# DIRECTION:
Rewrite the entries below with "pick out" changed to "mark" everywhere it occurs, keeping everything else the same. Omit the pictures from your version.

# PROVIDED ENTRIES:
··········

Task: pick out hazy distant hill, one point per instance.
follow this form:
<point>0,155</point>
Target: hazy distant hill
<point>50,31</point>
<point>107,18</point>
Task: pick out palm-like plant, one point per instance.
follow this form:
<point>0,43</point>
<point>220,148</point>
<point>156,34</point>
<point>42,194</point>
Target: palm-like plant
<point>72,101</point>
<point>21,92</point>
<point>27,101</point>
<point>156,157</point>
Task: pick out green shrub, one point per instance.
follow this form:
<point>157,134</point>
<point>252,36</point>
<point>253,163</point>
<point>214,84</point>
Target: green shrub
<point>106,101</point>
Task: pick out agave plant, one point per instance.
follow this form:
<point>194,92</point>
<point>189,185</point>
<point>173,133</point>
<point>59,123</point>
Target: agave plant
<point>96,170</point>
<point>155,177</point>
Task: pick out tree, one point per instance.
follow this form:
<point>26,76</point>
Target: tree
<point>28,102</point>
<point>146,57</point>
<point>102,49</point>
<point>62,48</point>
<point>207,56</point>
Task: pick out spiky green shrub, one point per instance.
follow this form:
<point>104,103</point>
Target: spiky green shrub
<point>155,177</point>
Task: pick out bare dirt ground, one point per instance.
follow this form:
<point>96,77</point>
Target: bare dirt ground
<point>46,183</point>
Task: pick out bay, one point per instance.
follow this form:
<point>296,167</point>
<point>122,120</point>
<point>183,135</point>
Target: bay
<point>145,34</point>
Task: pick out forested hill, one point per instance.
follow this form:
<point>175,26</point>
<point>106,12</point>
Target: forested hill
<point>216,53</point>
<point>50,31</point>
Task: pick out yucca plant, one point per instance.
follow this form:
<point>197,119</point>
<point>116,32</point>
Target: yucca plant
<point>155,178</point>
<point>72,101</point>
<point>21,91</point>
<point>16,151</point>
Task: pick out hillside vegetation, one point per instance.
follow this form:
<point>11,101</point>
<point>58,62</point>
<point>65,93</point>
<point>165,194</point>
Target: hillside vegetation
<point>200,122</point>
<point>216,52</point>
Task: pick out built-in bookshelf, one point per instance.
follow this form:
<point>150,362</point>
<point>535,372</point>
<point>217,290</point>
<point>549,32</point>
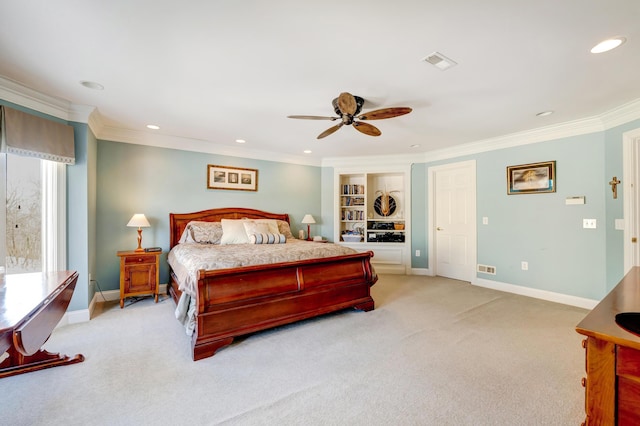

··········

# FINAL ANSWER:
Task: mark hazy distant hill, one point per instance.
follow this form:
<point>0,155</point>
Target: hazy distant hill
<point>50,31</point>
<point>107,18</point>
Task: mark palm-like plant, one point per instance.
follow this form:
<point>0,43</point>
<point>220,148</point>
<point>156,34</point>
<point>42,194</point>
Target: palm-like plant
<point>72,101</point>
<point>21,92</point>
<point>27,101</point>
<point>156,157</point>
Task: mark green shrub, one point per instance.
follow this form:
<point>157,134</point>
<point>252,36</point>
<point>253,163</point>
<point>214,84</point>
Target: green shrub
<point>106,101</point>
Task: mark agave plant, one point per instance.
follow this form:
<point>194,92</point>
<point>189,185</point>
<point>173,133</point>
<point>59,123</point>
Target: agave plant
<point>96,170</point>
<point>155,177</point>
Task: mark tree, one point per instance.
follow this form:
<point>26,76</point>
Target: tree
<point>28,102</point>
<point>146,57</point>
<point>102,49</point>
<point>62,48</point>
<point>207,56</point>
Task: mark spiky green shrub, one point per instance.
follow this form:
<point>104,103</point>
Target: spiky green shrub
<point>155,177</point>
Task: mark bare dirt ground, one point per instance.
follow this form:
<point>96,77</point>
Target: bare dirt ground
<point>46,183</point>
Task: mark bay, one point per instance.
follow this form:
<point>296,167</point>
<point>122,120</point>
<point>183,135</point>
Target: bay
<point>145,34</point>
Task: mark forested hill, one point per instance.
follow this form:
<point>175,26</point>
<point>106,12</point>
Target: forested hill
<point>216,53</point>
<point>50,31</point>
Task: mark yucca plant, one point per instance.
follow this form:
<point>197,119</point>
<point>116,32</point>
Target: yucca plant
<point>155,178</point>
<point>72,101</point>
<point>21,91</point>
<point>16,151</point>
Task: mark hillside vegetation, one point per instance.
follow this form:
<point>11,101</point>
<point>58,62</point>
<point>65,93</point>
<point>165,194</point>
Target: hillside vegetation
<point>200,122</point>
<point>216,52</point>
Task: mark built-in bookshelf, one point per instance.
follow this form:
<point>150,362</point>
<point>535,372</point>
<point>217,290</point>
<point>549,32</point>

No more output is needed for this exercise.